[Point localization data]
○ ○ ○ ○ ○ ○ ○

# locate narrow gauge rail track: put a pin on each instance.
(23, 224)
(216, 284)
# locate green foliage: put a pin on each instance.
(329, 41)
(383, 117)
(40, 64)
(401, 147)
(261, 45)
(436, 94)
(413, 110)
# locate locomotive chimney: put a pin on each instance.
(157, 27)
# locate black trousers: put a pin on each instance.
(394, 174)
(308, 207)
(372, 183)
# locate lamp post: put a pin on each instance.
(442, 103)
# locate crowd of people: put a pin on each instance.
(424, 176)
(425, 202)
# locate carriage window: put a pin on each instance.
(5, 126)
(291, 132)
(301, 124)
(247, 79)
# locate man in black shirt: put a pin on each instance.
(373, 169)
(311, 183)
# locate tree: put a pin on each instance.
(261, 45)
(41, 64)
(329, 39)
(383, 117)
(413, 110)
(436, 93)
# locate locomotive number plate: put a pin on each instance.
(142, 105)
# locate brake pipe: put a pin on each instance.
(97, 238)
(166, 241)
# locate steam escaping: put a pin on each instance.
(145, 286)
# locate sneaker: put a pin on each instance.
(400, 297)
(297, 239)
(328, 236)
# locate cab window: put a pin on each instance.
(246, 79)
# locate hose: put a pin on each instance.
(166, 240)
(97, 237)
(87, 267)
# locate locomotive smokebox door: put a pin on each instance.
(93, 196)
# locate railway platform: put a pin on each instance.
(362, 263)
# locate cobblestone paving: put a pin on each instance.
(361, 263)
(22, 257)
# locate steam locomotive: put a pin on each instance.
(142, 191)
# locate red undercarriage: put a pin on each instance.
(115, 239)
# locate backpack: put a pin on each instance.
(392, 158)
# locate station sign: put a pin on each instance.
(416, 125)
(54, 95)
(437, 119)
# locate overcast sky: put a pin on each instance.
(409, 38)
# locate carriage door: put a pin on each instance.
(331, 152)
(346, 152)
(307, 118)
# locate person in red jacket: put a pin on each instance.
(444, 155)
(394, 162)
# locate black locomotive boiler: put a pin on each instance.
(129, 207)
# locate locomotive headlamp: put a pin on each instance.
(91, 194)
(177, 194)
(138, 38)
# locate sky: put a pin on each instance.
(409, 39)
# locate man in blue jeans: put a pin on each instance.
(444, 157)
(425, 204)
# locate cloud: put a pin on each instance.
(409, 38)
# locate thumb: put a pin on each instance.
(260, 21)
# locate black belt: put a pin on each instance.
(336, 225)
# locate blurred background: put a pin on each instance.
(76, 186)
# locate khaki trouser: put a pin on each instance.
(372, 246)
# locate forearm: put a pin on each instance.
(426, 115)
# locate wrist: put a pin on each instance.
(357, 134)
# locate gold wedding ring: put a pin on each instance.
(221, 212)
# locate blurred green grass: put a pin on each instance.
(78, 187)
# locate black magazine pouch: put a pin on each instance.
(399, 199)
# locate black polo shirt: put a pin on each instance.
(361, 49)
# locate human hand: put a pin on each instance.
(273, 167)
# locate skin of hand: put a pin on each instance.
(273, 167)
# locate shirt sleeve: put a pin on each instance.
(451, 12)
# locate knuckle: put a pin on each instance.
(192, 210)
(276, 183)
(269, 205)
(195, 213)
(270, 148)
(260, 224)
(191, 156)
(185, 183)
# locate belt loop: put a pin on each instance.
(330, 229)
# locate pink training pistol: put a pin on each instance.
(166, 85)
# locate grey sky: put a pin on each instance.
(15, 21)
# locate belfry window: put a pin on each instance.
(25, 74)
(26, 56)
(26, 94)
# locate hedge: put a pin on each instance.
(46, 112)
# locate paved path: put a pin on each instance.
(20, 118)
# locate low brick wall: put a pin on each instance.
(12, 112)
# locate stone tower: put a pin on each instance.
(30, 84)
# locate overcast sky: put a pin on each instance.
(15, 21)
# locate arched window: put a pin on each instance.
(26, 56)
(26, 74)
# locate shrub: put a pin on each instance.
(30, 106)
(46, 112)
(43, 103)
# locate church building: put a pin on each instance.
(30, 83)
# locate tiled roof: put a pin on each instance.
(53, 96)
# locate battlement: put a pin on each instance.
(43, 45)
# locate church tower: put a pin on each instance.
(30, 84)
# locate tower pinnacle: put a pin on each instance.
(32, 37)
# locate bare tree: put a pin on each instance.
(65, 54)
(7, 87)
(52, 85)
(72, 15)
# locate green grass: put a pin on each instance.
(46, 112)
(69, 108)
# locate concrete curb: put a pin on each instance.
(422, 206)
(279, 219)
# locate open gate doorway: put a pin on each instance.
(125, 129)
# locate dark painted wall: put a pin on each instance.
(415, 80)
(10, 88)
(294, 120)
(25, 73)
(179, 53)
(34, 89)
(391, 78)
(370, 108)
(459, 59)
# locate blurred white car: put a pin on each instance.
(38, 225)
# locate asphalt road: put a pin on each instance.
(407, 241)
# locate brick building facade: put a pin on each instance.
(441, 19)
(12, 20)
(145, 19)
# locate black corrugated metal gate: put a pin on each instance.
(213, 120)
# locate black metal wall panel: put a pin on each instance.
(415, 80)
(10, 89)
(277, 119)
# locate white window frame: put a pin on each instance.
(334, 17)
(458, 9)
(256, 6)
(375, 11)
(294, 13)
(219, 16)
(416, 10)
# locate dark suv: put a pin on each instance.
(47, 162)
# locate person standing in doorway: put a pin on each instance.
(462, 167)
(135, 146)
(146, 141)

○ ○ ○ ○ ○ ○ ○

WHAT TO WORK ON:
Only the lines from the one containing "# locate black corrugated" through the last line of the entries above should be copied, exactly as written.

EXERCISE OUTPUT:
# locate black corrugated metal gate: put a pin on each instance.
(213, 120)
# locate black metal wall panel: put a pin on each instance.
(415, 80)
(10, 89)
(277, 119)
# locate white window frame: put a pin on each instance.
(334, 17)
(458, 9)
(256, 6)
(375, 11)
(294, 13)
(219, 16)
(416, 10)
# locate dark suv: put a pin on each instance.
(47, 162)
# locate person standing in doorway: put a pin on each instance.
(462, 167)
(135, 146)
(146, 141)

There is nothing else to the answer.